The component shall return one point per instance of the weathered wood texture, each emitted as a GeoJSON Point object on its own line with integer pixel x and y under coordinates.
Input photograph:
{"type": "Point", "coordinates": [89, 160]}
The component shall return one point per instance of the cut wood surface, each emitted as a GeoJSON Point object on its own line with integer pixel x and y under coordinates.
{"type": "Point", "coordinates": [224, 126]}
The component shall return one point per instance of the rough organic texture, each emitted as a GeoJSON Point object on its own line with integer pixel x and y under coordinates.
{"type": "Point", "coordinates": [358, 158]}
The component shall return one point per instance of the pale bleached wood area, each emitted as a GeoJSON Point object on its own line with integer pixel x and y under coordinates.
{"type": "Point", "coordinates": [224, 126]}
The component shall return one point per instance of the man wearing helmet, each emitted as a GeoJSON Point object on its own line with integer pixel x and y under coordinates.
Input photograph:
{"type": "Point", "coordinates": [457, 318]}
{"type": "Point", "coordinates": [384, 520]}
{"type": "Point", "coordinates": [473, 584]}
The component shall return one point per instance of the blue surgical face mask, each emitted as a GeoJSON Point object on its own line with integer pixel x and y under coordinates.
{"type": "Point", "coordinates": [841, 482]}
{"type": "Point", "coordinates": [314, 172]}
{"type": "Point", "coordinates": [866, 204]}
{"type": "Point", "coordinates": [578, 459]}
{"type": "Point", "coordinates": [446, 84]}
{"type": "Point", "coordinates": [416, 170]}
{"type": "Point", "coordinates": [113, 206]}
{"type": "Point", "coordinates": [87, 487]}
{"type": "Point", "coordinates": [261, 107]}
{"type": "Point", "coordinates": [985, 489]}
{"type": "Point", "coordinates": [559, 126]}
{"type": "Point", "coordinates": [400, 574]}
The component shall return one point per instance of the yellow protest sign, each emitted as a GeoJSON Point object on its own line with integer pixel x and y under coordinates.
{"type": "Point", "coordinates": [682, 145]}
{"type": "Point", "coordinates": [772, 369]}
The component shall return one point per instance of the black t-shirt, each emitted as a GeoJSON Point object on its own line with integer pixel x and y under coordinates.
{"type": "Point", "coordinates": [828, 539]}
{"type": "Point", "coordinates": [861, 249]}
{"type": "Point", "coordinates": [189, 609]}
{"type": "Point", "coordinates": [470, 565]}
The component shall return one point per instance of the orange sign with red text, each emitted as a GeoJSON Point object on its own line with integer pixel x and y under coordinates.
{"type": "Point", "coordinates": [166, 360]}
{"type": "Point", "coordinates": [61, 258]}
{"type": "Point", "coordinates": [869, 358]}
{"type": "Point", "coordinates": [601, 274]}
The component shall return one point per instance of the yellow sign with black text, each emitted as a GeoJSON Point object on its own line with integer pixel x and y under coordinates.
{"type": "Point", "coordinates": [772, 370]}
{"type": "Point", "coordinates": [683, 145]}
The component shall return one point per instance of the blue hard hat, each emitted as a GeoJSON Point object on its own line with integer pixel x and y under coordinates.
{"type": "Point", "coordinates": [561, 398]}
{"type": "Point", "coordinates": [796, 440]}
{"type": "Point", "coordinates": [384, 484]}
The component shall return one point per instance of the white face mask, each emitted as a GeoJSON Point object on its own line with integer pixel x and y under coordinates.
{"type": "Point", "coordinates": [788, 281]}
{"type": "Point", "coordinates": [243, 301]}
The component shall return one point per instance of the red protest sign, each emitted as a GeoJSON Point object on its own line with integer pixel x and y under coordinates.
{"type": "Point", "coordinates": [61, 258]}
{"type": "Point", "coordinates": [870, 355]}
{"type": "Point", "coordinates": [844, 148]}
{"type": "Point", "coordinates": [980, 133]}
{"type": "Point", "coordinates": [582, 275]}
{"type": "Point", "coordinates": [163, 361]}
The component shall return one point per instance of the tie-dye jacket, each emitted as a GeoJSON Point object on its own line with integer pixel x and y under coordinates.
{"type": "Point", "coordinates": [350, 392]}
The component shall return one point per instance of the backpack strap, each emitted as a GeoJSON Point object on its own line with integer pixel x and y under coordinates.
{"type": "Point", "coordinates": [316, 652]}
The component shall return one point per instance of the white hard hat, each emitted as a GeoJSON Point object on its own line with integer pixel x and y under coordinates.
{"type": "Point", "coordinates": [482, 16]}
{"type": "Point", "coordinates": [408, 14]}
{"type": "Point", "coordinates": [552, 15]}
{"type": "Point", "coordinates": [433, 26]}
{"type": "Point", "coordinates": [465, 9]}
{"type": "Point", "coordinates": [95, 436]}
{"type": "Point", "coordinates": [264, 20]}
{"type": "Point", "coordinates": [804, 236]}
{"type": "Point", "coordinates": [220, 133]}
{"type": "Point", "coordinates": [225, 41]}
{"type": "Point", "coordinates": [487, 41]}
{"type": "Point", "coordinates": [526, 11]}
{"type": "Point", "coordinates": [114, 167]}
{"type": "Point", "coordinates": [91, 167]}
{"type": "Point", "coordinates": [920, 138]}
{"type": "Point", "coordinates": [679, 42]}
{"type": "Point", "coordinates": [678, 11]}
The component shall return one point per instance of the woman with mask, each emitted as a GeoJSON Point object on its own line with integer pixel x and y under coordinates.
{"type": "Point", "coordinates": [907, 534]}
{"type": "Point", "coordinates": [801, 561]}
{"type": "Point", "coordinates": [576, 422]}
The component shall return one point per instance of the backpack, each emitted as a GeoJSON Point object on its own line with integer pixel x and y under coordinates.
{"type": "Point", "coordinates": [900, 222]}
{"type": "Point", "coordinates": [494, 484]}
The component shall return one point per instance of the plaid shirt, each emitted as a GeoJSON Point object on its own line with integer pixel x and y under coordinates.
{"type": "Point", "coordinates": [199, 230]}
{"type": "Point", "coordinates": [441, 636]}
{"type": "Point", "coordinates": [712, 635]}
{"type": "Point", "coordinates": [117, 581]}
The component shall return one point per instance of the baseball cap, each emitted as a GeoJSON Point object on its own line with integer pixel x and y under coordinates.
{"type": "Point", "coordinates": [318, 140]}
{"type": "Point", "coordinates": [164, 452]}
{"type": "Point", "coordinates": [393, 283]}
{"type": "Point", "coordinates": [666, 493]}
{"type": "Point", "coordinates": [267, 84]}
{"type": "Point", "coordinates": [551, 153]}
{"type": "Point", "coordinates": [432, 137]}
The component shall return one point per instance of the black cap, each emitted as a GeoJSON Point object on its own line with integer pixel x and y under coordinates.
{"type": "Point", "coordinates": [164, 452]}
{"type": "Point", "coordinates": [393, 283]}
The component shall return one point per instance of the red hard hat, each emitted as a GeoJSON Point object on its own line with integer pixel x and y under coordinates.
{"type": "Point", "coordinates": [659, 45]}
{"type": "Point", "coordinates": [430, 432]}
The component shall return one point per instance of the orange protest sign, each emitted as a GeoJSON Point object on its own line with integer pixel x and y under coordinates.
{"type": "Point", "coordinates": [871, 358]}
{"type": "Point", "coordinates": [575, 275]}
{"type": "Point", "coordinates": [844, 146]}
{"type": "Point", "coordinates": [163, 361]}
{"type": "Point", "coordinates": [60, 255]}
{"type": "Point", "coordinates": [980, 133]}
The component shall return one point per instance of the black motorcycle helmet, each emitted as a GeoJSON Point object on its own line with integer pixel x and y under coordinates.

### EXERCISE DETAILS:
The data above needs retyping. Reproduce each line exactly.

### ANSWER BELOW:
The component shall return one point per instance of the weathered wood texture, each emitted as a GeoJSON Point object on its own line with integer pixel x and y under coordinates.
Input photograph:
{"type": "Point", "coordinates": [89, 160]}
The component shall return one point per instance of the cut wood surface, each emitted as a GeoJSON Point object on its own line with integer pixel x and y under coordinates.
{"type": "Point", "coordinates": [224, 126]}
The component shall return one point per instance of the rough organic texture, each emitted as a GeoJSON Point object on its own line with integer pixel x and y under coordinates.
{"type": "Point", "coordinates": [358, 158]}
The component shall return one point per instance of the pale bleached wood area, each emitted as a GeoJSON Point object on its own line with integer pixel x and y under coordinates.
{"type": "Point", "coordinates": [224, 126]}
The component shall return one point per instance of the man wearing helmet, each emitted as a GeoJSON Point object on its own line with integer pixel x and y under coordinates.
Input photograph:
{"type": "Point", "coordinates": [457, 318]}
{"type": "Point", "coordinates": [384, 520]}
{"type": "Point", "coordinates": [473, 584]}
The component shall return one point per instance of the blue surgical face mask, each emitted as a GeoJSON Point object on its own line with integer pixel x and y under coordinates.
{"type": "Point", "coordinates": [841, 482]}
{"type": "Point", "coordinates": [314, 172]}
{"type": "Point", "coordinates": [866, 204]}
{"type": "Point", "coordinates": [578, 459]}
{"type": "Point", "coordinates": [446, 84]}
{"type": "Point", "coordinates": [416, 170]}
{"type": "Point", "coordinates": [113, 206]}
{"type": "Point", "coordinates": [87, 487]}
{"type": "Point", "coordinates": [261, 107]}
{"type": "Point", "coordinates": [985, 489]}
{"type": "Point", "coordinates": [559, 126]}
{"type": "Point", "coordinates": [400, 574]}
The component shall return one point per instance of the yellow protest sign, each emitted as a GeoJSON Point object on its own line with integer pixel x and y under coordinates.
{"type": "Point", "coordinates": [682, 145]}
{"type": "Point", "coordinates": [772, 369]}
The component shall return one point per instance of the black t-shirt, each emitted as a GeoJSON Point object on its own line with integer pixel x and y under coordinates.
{"type": "Point", "coordinates": [828, 539]}
{"type": "Point", "coordinates": [861, 249]}
{"type": "Point", "coordinates": [189, 609]}
{"type": "Point", "coordinates": [470, 565]}
The component shall return one point per instance of the orange sign with red text, each emitted as a GeoJSON Point object on its own line with integer pixel x and y under coordinates.
{"type": "Point", "coordinates": [166, 360]}
{"type": "Point", "coordinates": [61, 258]}
{"type": "Point", "coordinates": [869, 358]}
{"type": "Point", "coordinates": [601, 274]}
The component shall return one point per instance of the yellow sign with black text, each emitted as a GeoJSON Point object on its own line with integer pixel x and y under coordinates.
{"type": "Point", "coordinates": [772, 370]}
{"type": "Point", "coordinates": [683, 145]}
The component shall return one point per instance of the blue hard hat, each emitted as a GeoJSON Point object on its own line with integer pixel x and y under coordinates.
{"type": "Point", "coordinates": [561, 398]}
{"type": "Point", "coordinates": [796, 440]}
{"type": "Point", "coordinates": [384, 484]}
The component shall return one point per instance of the white face mask, each emitted as a GeoJSON Point object on its own line with integer pixel x and y under coordinates.
{"type": "Point", "coordinates": [788, 281]}
{"type": "Point", "coordinates": [243, 301]}
The component shall return one point per instance of the red protest sign, each emitted as a GeoJSON Point object on its own line with integer pixel x and y under coordinates.
{"type": "Point", "coordinates": [61, 258]}
{"type": "Point", "coordinates": [870, 355]}
{"type": "Point", "coordinates": [844, 148]}
{"type": "Point", "coordinates": [980, 133]}
{"type": "Point", "coordinates": [582, 275]}
{"type": "Point", "coordinates": [163, 361]}
The component shall return one point per instance of the tie-dye jacket, each emitted as a GeoJSON Point object on its own line with integer pixel x and y under coordinates.
{"type": "Point", "coordinates": [350, 392]}
The component shall return one point per instance of the backpack strap, each emitted as a GeoJSON Point object on its own line with integer pixel x and y under coordinates.
{"type": "Point", "coordinates": [316, 652]}
The component shall return one point per instance of the white hard hat, each emitted as a GeoJSON Point object on its own line with integer pixel x and y under coordinates.
{"type": "Point", "coordinates": [482, 16]}
{"type": "Point", "coordinates": [408, 14]}
{"type": "Point", "coordinates": [552, 15]}
{"type": "Point", "coordinates": [433, 26]}
{"type": "Point", "coordinates": [465, 9]}
{"type": "Point", "coordinates": [95, 436]}
{"type": "Point", "coordinates": [264, 20]}
{"type": "Point", "coordinates": [804, 236]}
{"type": "Point", "coordinates": [220, 133]}
{"type": "Point", "coordinates": [225, 41]}
{"type": "Point", "coordinates": [487, 41]}
{"type": "Point", "coordinates": [526, 11]}
{"type": "Point", "coordinates": [114, 167]}
{"type": "Point", "coordinates": [91, 167]}
{"type": "Point", "coordinates": [920, 138]}
{"type": "Point", "coordinates": [679, 42]}
{"type": "Point", "coordinates": [678, 11]}
The component shall return one point per instance of the woman with mask, each emitted as a GeoJSON Point object on its own line with integer pixel x and y under coordinates.
{"type": "Point", "coordinates": [907, 534]}
{"type": "Point", "coordinates": [801, 561]}
{"type": "Point", "coordinates": [576, 422]}
The component shall return one point per instance of the backpack, each emitted as a GeoJSON Point object on its own line with integer pixel x and y under coordinates.
{"type": "Point", "coordinates": [900, 222]}
{"type": "Point", "coordinates": [494, 484]}
The component shall return one point per instance of the plaid shirt, each emitted as a GeoJSON Point object on its own line with integer pixel x and y under coordinates.
{"type": "Point", "coordinates": [199, 230]}
{"type": "Point", "coordinates": [441, 636]}
{"type": "Point", "coordinates": [712, 635]}
{"type": "Point", "coordinates": [117, 581]}
The component shall return one point per instance of the baseball cap, each emitted as a GeoJSON Point object on its own line with integer pixel x and y under coordinates.
{"type": "Point", "coordinates": [318, 140]}
{"type": "Point", "coordinates": [164, 452]}
{"type": "Point", "coordinates": [393, 283]}
{"type": "Point", "coordinates": [666, 493]}
{"type": "Point", "coordinates": [267, 84]}
{"type": "Point", "coordinates": [551, 153]}
{"type": "Point", "coordinates": [432, 137]}
The component shall return one point per instance of the black cap, each emitted as a GeoJSON Point object on its own line with integer pixel x and y under coordinates.
{"type": "Point", "coordinates": [164, 452]}
{"type": "Point", "coordinates": [393, 283]}
The component shall return one point per instance of the red hard hat, each emitted as a GeoJSON Point object on its own line with integer pixel x and y under coordinates.
{"type": "Point", "coordinates": [659, 45]}
{"type": "Point", "coordinates": [430, 432]}
The component shall return one point per instance of the orange protest sign, each emitted as a GeoJSON Point object on its own line with integer pixel x and y under coordinates.
{"type": "Point", "coordinates": [871, 358]}
{"type": "Point", "coordinates": [575, 275]}
{"type": "Point", "coordinates": [844, 146]}
{"type": "Point", "coordinates": [163, 361]}
{"type": "Point", "coordinates": [60, 255]}
{"type": "Point", "coordinates": [980, 133]}
The component shall return one point per instance of the black motorcycle helmet, each emitted as a GeoJSON Point object on its own line with integer pixel x and y under coordinates.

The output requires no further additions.